**GOAL**
Collect every line of the material below that contains the string "snow", and copy each one out in full. Case counts.
## Start SUPPLIED ENTRIES
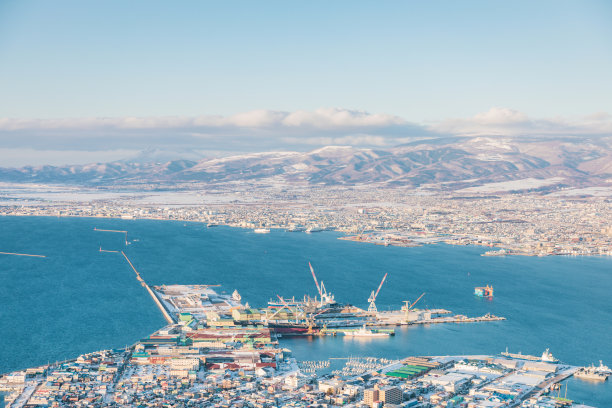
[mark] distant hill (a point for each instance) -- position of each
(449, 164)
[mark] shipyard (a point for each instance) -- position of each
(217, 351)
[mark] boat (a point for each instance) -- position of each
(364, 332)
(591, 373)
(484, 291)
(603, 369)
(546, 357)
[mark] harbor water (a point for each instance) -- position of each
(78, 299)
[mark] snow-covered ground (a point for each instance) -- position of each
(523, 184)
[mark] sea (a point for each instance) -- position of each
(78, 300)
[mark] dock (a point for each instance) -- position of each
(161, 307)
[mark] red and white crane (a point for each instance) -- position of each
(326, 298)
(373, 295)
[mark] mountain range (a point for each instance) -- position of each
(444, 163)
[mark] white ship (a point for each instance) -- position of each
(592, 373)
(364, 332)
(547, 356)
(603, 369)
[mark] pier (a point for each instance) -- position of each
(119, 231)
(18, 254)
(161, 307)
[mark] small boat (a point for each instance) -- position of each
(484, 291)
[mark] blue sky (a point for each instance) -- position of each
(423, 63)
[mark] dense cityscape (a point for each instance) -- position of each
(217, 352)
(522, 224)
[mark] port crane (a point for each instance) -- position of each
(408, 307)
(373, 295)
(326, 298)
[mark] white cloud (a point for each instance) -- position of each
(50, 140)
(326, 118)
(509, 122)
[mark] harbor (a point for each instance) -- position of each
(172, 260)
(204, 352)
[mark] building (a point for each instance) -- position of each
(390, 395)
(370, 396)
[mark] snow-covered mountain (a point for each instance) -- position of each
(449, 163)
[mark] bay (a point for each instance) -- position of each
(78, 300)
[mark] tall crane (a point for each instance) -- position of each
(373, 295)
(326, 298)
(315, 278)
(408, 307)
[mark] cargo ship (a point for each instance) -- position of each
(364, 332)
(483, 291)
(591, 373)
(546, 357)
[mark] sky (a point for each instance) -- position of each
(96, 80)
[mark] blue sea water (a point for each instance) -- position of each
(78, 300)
## End SUPPLIED ENTRIES
## Start SUPPLIED ENTRIES
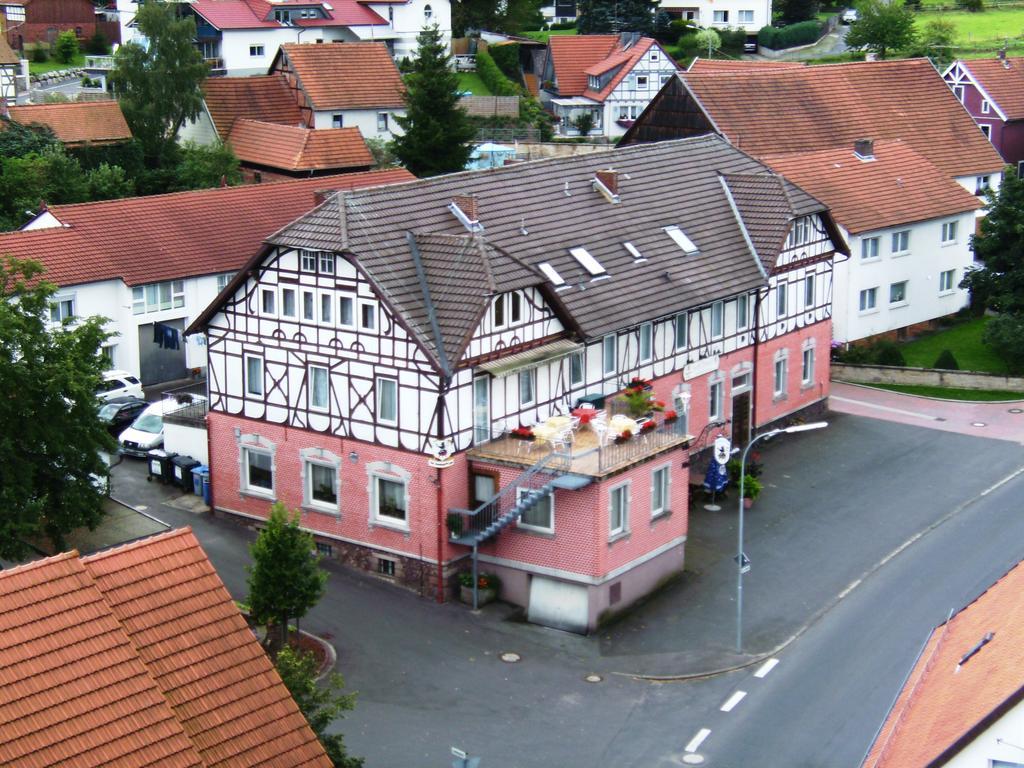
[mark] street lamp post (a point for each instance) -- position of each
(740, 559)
## End SUPPLIED ENTRIES
**RIGHT ANSWER**
[mark] snow-covered ground (a point for each instance) -- position of each
[mark] snow-covered mountain (a point for each instance) -- position of each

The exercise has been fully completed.